Natural language region descriptions

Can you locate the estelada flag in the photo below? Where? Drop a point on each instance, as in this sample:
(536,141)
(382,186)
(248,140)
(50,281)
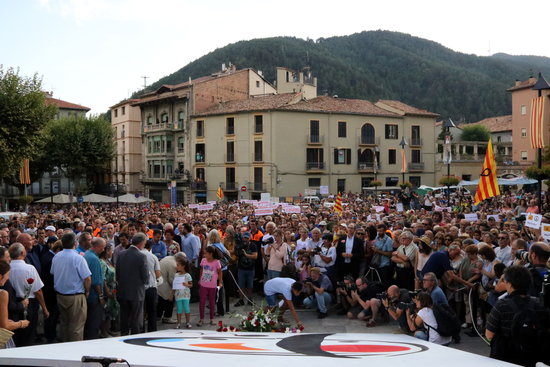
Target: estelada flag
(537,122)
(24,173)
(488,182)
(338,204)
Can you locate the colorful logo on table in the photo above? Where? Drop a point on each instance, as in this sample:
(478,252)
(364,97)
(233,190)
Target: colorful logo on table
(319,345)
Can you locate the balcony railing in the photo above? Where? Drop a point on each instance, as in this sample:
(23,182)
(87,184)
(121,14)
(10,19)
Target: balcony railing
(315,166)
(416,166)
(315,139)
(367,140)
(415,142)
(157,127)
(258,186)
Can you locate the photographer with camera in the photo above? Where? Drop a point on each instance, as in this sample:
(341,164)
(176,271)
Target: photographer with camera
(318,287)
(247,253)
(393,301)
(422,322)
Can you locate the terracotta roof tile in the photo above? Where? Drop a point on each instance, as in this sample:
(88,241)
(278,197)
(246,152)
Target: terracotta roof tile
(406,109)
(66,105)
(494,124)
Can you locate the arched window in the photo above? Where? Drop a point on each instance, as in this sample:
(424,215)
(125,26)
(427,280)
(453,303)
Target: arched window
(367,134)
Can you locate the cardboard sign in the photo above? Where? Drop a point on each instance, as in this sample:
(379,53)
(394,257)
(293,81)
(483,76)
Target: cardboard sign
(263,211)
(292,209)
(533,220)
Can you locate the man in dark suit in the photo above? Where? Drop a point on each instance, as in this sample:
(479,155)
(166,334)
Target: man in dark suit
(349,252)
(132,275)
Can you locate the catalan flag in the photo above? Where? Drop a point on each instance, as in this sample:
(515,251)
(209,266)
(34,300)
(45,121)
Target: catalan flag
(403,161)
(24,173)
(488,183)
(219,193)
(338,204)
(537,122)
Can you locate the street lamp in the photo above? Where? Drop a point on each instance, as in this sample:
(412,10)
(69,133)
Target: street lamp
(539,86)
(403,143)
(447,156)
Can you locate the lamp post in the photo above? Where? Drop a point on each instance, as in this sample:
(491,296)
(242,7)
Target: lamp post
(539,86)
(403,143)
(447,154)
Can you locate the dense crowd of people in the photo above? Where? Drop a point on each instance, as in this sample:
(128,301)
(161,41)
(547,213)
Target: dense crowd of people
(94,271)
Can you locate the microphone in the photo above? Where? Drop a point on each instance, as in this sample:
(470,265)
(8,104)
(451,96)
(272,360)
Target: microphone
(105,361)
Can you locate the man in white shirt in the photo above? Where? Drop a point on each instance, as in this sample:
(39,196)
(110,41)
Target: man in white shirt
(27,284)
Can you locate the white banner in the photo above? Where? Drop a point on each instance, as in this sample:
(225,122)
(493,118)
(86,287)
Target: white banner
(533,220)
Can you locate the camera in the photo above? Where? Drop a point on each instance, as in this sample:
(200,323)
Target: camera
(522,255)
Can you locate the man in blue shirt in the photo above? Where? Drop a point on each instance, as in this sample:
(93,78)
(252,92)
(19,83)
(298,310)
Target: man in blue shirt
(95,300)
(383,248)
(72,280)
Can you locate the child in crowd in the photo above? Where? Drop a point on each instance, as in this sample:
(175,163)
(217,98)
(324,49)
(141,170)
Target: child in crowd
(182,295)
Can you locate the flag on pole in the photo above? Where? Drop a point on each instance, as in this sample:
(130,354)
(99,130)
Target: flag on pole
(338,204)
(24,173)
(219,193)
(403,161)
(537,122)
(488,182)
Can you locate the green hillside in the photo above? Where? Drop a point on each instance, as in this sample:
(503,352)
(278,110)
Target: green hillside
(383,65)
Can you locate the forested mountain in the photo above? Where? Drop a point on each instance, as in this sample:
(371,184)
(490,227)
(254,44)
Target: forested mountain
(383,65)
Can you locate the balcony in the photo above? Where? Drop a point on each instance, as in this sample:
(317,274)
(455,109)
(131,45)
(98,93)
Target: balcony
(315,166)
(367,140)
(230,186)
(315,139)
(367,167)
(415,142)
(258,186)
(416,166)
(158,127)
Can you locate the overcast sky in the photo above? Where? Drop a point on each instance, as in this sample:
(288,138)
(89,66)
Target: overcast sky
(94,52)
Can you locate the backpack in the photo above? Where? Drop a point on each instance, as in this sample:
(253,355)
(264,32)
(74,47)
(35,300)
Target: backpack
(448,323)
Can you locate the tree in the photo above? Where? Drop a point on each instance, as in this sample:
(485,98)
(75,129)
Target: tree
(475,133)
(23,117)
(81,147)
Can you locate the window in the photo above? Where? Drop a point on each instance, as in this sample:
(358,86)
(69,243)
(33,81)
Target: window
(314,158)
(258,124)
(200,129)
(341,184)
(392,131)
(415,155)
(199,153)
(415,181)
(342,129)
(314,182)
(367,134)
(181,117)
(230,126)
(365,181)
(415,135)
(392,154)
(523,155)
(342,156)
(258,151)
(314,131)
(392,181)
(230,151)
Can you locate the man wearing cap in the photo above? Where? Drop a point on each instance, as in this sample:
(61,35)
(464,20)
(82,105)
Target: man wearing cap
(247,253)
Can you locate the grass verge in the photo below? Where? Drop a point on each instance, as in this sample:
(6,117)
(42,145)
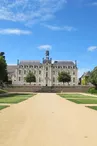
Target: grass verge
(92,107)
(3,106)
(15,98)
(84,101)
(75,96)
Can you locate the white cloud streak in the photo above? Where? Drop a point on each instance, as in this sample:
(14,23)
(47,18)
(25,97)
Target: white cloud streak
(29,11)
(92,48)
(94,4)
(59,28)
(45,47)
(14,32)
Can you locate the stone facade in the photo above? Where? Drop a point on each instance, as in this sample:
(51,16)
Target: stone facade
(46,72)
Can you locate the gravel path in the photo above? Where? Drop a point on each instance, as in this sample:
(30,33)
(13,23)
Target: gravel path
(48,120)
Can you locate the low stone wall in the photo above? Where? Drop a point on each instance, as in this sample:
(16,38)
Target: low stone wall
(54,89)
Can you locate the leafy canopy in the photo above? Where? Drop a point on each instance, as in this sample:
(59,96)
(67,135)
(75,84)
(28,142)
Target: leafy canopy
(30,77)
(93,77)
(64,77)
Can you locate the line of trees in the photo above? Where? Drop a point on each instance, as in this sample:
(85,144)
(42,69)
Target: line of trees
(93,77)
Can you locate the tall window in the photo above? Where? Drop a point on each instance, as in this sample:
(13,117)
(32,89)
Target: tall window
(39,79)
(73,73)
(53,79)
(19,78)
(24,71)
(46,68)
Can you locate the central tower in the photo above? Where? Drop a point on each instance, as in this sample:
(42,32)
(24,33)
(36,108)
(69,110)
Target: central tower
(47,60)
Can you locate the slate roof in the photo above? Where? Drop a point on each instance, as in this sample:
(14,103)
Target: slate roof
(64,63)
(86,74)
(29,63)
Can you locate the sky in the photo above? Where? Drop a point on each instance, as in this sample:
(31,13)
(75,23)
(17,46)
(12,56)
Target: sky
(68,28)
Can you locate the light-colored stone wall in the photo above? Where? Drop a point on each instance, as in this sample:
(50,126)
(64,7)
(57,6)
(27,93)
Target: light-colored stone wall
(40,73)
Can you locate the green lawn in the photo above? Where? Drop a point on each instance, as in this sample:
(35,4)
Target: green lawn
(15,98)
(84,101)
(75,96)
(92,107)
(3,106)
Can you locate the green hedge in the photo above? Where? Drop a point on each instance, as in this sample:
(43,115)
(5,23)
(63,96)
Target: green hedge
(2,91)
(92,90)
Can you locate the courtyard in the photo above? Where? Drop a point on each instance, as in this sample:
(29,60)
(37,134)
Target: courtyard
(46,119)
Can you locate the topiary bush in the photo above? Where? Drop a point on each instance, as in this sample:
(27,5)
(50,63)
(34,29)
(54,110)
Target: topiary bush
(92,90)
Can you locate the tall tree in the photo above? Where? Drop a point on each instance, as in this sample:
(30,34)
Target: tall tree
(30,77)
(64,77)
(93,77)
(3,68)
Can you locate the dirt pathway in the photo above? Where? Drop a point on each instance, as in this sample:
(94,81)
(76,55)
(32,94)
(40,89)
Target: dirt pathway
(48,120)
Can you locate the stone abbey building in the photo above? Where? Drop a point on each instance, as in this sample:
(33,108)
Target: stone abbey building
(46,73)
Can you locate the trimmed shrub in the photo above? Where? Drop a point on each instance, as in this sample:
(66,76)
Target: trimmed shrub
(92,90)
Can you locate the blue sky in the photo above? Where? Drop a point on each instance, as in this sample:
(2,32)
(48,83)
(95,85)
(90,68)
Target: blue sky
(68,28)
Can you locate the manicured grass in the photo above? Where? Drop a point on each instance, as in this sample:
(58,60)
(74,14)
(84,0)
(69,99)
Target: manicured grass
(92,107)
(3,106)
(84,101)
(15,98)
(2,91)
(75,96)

### Exercise instructions
Every line above that holds the string "below" should be copied out.

### Exercise result
Can you locate the estelada flag in the photo below? Where? Drop a point on each instance, as in this sample:
Can you locate the grass verge in the photo below? Where? Drop a point on each instance, as in this sample:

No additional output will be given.